• Source text

The same could be said, and was said for Go compared to Java C#, etc just a few years ago. And it probably can still be said, as older languages have much more stable, richer ecosystems, support, tooling, and use bases.

>I must say it again: C++ is a horrible language. It may perform well and it may be widely spread but that doesn't change much as far as its design is concerned. C++ competes mostly on its reach not on its merits. Hopefully that will change as new platforms emerge(i.e Rust).

Well, it gets a lot of things right. Compatibility with C. Great performance. Enough abstractions to be usable. Enough batteries built-in compared to C. Great ecosystem and tooling, first class vendor support, etc. A language is not just its syntax -- not even just its semantics.


>>The same could be said, and was said for Go compared to Java C#, etc just a few years ago. And it probably can still be said, as older languages have much more stable, richer ecosystems, support, tooling, and use bases.

I don't say that you should never use C++. Sometimes it's a necessary evil but that doesn't make it a great/pleasant choice(at least for me).

>> Great ecosystem and tooling

I think it could be considered GREAT 20 years ago but now it is miserable compared with the new languages. For example it has no kind of distribution model(i.e package manager). Cross platform compiling is no fun... C++ parsing is no fun either so you could say that its syntax is quite important if you were to develop new tools.


It really depends on the project. I'd prefer Clojure or Erlang for most frontends, a Lisp for the backend of an expert system, and C++ or OCaml for any heavy lifting. Python still can be a great choice for all sorts of systems too. Swift and Rust aren't quite there yet but for a startup might be worth a look in time. We're not talking about "nobody ever got fired for choosing IBM" business here and being risk-averse is itself risky.


I find swift the worst choice for a start-up right now. Why would you use a language that's only half baked? Don't you have more important things to do than porting the standard library to linux? Not to mention the lack of concurrency. Go can be a grat choice for all sort of systems too and in many cases better than any of the languages you listed. It's about using the right tool for the job and I think your comments about Go are plain ignorant.


You're going after my hyperbolic recommendation (it follows "hell,") and calling me ignorant when we merely disagree. This is a waste of time.


> Have you seen any Swift backend used in production?

Lots of iOS applications use it already.

> Would you use C++ for a web API?

Facebook and Google apparently do use it.


And Google is actively replacing a lot of those with Go because using C++ for a web api is painful.


That's a myth. Google is not actively replacing anything with Go. Some new stuff is written in Go, and a few small parts here and there were rewritten in Go during a major refactor.

• Exercise instructions
Please answer these questions from the programming language discussion above:
1. What does the comment calling C++'s tooling "miserable" say C++ has no kind of?
2. Which languages does the commenter who says "It really depends on the project" prefer for most frontends?
3. Which two companies does a reply say apparently use C++ for a web API?

• Records in a dataset

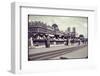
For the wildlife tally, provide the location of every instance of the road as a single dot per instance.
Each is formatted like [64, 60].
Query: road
[80, 53]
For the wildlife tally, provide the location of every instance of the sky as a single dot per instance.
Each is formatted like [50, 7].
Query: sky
[63, 22]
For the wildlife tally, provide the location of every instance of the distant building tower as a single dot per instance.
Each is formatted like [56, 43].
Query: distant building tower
[74, 30]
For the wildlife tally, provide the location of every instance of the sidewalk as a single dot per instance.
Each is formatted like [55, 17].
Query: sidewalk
[52, 48]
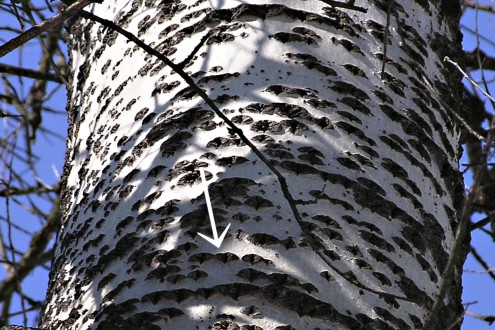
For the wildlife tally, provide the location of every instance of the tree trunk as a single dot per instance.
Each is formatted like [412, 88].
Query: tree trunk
[362, 235]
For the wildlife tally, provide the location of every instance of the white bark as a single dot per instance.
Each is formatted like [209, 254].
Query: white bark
[371, 163]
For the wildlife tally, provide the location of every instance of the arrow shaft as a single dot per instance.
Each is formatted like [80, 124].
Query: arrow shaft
[208, 204]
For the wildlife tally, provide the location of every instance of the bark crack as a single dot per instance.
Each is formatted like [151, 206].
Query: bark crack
[233, 129]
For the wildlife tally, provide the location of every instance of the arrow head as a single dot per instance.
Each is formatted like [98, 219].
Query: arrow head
[218, 241]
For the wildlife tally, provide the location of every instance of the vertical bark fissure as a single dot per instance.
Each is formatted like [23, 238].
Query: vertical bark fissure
[310, 99]
[236, 130]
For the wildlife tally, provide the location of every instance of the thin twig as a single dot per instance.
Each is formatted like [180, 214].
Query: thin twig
[43, 27]
[462, 228]
[233, 129]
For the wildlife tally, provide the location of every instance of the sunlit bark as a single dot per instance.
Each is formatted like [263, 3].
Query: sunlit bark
[370, 159]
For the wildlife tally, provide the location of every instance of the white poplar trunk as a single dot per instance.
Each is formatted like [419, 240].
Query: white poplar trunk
[370, 160]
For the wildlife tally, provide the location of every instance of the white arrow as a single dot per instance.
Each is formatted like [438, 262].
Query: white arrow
[217, 241]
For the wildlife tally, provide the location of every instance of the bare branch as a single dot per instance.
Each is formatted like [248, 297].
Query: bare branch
[43, 26]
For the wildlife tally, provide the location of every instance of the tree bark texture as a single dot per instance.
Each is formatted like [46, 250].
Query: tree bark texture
[370, 160]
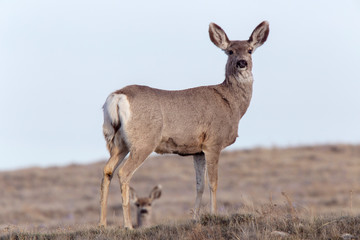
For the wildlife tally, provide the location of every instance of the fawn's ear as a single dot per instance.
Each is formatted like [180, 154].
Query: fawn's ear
[218, 36]
[259, 35]
[155, 193]
[133, 196]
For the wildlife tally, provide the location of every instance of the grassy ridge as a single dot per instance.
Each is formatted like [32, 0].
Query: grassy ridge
[236, 226]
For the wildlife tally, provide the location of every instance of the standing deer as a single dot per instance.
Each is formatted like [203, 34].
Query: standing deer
[199, 121]
[144, 205]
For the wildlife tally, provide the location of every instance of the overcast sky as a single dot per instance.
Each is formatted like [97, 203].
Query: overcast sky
[60, 59]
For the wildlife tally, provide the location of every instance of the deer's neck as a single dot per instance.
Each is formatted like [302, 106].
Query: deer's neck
[239, 87]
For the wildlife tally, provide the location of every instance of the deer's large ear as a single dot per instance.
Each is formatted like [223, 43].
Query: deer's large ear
[133, 196]
[218, 36]
[155, 193]
[259, 35]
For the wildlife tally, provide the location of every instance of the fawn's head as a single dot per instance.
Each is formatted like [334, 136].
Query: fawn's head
[239, 64]
[144, 205]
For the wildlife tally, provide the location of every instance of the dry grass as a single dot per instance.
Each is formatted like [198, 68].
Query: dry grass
[308, 192]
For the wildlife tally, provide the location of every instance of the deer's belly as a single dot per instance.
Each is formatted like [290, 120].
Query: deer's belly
[178, 146]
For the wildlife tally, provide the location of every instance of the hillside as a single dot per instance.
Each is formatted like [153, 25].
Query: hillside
[315, 179]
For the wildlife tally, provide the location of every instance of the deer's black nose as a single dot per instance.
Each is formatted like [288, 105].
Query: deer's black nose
[241, 64]
[143, 211]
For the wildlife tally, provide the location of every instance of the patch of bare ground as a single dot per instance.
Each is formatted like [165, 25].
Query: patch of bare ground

• Reply to the task
1. A distribution model, such as a package manager.
2. Clojure or Erlang.
3. Facebook and Google.